Goal a:
Write out the bowhunting thread below, starting at "Regarding close misses" and ending at "a common thing.", and switch "quiver" to "cooler".

Document segment:
Needless to say, we blew it.

Regarding close misses -- There was a day when a 50 yard shot was a LONG shot that required a clear ceiling free of branches, and two-points and spikes were fair game. We'd head out in the morning, and be back to camp for lunch with an empty quiver. Missing a 20 yard shot was a common thing.

You have to keep in mind that in those days, nobody carried range finders. And, unlike today's bows, a misjudgement in yardage meant a missed shot. Today you have ~10 yards +/- forgiveness at 100 yards. :shock:

I miss the olden days.


----------



## longbow (Mar 31, 2009)

Hi, My name is Chuck, [Hi Chuck, welcome to "Buck-Fever Anonymous"] I missed two bull elk with my longbow. [Gasp!] A 5x5 at 18 yards and a broadside spike at 4 yards (yes, I said 4 yards) I hang my head when I tell this.


----------



## bow_dude (Aug 20, 2009)

Exercise material:
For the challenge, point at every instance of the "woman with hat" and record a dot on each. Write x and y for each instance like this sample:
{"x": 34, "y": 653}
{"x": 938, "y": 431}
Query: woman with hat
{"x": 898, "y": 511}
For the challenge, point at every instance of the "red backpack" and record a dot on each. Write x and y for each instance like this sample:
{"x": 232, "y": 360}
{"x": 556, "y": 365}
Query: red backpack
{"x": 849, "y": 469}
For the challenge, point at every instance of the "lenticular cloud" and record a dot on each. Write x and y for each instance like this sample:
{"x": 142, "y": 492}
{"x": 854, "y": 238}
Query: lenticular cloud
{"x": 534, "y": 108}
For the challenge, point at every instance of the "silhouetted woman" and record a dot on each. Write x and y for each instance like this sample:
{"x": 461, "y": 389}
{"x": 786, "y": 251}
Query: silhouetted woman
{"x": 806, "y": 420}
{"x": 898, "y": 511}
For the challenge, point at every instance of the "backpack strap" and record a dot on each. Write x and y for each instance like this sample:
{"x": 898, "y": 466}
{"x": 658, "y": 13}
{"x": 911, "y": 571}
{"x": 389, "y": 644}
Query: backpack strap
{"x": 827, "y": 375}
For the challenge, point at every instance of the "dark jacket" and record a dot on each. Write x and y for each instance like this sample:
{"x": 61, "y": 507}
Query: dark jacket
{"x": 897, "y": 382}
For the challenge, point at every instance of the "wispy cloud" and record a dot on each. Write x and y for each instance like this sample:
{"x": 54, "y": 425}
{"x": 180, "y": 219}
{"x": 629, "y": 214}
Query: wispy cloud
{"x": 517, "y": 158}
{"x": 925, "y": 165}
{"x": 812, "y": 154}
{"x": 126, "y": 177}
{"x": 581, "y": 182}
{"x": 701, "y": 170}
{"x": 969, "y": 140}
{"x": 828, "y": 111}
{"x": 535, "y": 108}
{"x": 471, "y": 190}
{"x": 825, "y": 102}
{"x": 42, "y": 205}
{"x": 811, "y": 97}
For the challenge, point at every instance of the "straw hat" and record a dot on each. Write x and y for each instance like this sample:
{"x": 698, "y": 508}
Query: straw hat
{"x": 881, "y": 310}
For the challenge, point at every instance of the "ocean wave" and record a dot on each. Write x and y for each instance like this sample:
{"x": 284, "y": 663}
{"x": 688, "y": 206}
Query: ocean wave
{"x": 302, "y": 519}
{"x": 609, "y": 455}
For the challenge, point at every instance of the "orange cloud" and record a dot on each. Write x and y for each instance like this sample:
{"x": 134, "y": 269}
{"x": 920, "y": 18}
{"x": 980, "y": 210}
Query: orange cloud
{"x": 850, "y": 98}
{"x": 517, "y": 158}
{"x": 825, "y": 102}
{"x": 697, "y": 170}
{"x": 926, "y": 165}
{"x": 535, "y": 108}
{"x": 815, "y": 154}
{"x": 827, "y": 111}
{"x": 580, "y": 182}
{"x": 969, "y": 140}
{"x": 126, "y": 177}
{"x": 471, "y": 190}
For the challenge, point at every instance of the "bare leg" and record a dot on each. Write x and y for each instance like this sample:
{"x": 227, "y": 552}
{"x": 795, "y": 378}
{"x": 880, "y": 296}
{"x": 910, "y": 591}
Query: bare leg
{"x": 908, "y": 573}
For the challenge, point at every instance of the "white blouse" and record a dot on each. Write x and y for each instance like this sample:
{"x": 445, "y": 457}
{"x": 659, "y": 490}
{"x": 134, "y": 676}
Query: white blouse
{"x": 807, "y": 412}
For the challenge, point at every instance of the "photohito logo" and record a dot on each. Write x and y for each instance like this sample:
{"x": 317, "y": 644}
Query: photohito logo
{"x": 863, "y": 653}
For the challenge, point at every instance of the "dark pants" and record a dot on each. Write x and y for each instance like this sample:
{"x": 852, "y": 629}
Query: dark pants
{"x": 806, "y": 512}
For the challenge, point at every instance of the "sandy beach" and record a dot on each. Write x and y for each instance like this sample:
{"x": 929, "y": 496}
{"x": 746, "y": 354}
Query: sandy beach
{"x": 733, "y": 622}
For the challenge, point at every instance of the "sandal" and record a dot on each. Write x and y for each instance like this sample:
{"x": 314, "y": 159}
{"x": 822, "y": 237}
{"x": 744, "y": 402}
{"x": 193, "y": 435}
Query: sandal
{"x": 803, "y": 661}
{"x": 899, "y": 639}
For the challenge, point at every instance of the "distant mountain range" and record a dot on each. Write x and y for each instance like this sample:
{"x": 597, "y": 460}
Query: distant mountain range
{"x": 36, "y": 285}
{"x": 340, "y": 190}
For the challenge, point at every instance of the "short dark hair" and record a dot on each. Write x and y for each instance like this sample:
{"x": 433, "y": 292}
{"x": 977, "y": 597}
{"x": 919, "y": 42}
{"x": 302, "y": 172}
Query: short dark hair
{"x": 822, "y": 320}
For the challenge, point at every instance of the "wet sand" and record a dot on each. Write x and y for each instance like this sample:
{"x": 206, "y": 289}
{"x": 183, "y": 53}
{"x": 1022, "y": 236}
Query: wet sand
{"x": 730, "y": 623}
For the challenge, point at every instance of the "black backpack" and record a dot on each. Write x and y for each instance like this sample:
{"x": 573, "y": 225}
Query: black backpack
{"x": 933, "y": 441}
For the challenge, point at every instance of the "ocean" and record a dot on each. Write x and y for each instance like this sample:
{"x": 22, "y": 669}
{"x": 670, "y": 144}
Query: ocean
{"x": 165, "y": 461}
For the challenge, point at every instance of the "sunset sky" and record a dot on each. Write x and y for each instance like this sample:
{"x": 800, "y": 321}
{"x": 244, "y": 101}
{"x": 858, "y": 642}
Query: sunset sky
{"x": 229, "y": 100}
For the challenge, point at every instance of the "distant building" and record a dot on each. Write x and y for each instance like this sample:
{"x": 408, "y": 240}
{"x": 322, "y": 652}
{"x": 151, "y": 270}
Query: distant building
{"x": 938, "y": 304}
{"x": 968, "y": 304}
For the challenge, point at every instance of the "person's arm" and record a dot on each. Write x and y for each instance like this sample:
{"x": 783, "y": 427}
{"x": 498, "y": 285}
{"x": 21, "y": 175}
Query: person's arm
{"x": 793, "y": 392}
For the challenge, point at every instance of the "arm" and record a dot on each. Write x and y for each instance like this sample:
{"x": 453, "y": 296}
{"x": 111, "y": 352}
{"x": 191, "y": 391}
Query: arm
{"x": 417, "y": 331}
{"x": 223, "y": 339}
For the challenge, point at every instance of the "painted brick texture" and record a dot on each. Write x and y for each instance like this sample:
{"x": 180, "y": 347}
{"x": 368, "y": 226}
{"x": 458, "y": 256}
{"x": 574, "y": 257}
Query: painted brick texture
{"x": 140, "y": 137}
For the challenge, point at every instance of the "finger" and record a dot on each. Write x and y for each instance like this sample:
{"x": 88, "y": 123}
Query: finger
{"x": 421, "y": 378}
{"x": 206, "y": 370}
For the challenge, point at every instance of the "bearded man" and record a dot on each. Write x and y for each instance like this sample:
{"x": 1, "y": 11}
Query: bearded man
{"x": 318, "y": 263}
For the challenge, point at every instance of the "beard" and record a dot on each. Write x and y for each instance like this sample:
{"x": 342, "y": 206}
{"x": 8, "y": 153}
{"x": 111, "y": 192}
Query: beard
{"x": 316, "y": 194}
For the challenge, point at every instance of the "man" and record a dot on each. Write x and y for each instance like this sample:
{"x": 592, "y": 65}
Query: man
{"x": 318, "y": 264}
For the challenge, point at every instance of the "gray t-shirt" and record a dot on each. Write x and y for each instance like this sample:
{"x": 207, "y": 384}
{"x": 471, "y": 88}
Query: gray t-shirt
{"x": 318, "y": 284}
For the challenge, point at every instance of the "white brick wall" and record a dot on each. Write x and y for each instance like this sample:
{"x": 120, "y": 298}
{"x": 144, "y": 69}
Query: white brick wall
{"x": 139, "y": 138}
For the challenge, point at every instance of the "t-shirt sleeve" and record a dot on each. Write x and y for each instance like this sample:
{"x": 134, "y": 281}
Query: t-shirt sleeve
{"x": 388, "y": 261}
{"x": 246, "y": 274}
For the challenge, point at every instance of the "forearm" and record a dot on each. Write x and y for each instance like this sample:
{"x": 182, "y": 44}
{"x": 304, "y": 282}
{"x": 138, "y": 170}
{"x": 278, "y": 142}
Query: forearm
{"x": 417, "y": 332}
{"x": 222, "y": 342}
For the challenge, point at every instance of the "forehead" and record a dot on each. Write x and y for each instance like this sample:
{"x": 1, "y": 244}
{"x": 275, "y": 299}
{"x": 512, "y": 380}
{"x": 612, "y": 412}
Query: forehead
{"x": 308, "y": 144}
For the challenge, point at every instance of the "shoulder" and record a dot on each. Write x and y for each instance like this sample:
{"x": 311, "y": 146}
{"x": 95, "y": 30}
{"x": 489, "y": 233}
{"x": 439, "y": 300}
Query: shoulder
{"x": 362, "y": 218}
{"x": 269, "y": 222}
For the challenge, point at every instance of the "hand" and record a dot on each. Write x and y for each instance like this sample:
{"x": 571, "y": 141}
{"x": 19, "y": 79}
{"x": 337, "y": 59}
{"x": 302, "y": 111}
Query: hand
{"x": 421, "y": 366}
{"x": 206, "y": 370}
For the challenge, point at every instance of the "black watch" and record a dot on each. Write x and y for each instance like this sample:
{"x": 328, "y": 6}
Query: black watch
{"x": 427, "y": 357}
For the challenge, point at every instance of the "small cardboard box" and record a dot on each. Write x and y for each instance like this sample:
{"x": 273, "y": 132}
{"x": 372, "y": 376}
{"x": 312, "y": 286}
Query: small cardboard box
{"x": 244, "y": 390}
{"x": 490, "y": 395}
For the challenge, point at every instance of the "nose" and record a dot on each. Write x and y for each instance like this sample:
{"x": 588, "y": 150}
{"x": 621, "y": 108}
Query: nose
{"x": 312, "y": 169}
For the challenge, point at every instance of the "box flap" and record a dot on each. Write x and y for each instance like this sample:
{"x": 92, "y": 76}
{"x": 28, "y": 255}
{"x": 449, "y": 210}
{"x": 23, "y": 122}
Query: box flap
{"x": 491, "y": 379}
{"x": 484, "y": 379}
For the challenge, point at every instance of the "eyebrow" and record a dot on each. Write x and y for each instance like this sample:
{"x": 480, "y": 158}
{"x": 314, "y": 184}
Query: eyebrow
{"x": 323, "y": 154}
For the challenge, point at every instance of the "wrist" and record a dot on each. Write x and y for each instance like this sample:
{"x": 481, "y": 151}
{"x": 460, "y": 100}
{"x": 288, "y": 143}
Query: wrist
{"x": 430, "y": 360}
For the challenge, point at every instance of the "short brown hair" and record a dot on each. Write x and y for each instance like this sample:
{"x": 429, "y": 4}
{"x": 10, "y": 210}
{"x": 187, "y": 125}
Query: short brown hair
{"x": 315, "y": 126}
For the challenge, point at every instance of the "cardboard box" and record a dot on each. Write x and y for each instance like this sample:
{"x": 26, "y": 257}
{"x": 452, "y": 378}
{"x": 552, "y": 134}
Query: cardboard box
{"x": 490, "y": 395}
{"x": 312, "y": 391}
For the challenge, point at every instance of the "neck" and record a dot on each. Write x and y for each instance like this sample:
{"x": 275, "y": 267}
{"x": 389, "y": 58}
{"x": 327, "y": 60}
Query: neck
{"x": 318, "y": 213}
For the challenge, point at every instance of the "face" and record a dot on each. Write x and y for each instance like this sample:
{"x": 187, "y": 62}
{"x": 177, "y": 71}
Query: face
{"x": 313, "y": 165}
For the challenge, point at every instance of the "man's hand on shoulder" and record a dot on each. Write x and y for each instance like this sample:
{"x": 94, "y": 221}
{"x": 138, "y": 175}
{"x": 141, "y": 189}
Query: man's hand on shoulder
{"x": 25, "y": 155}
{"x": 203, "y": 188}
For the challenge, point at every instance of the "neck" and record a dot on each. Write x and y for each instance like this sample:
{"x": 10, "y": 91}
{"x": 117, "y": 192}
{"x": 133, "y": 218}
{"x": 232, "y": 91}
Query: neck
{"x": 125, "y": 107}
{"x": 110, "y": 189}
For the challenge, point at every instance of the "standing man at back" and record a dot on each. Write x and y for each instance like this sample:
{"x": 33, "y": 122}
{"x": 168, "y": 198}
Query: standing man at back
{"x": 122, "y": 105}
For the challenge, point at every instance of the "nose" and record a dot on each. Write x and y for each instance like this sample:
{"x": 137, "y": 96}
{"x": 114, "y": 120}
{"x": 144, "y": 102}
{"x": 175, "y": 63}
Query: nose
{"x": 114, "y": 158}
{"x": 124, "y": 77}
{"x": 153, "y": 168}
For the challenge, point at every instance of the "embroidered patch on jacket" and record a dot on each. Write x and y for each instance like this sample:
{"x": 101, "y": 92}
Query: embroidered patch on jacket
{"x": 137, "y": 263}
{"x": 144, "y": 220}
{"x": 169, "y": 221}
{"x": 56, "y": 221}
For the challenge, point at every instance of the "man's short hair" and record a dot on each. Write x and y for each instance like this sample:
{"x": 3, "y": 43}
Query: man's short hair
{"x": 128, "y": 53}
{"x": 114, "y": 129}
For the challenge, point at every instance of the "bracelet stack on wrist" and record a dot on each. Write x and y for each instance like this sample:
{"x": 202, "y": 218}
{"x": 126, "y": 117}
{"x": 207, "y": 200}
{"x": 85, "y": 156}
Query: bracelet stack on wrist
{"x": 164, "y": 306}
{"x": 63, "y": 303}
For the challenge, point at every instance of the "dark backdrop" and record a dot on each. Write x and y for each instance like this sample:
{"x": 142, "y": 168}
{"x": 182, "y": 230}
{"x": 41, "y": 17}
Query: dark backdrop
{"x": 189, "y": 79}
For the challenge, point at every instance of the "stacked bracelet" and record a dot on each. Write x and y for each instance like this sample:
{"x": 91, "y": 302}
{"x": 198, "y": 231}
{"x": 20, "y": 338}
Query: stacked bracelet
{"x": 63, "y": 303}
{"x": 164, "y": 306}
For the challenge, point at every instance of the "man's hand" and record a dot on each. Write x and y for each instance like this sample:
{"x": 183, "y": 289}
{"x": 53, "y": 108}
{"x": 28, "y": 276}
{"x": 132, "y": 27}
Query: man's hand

Goal b:
Pick out every line of the records above that contains the word "beach", and copy each one.

Complete output a:
Regarding close misses -- There was a day when a 50 yard shot was a LONG shot that required a clear ceiling free of branches, and two-points and spikes were fair game. We'd head out in the morning, and be back to camp for lunch with an empty cooler. Missing a 20 yard shot was a common thing.

Complete output b:
For the challenge, point at every instance of the "sandy beach" and record a dot on each. Write x and y for each instance like this sample:
Query: sandy beach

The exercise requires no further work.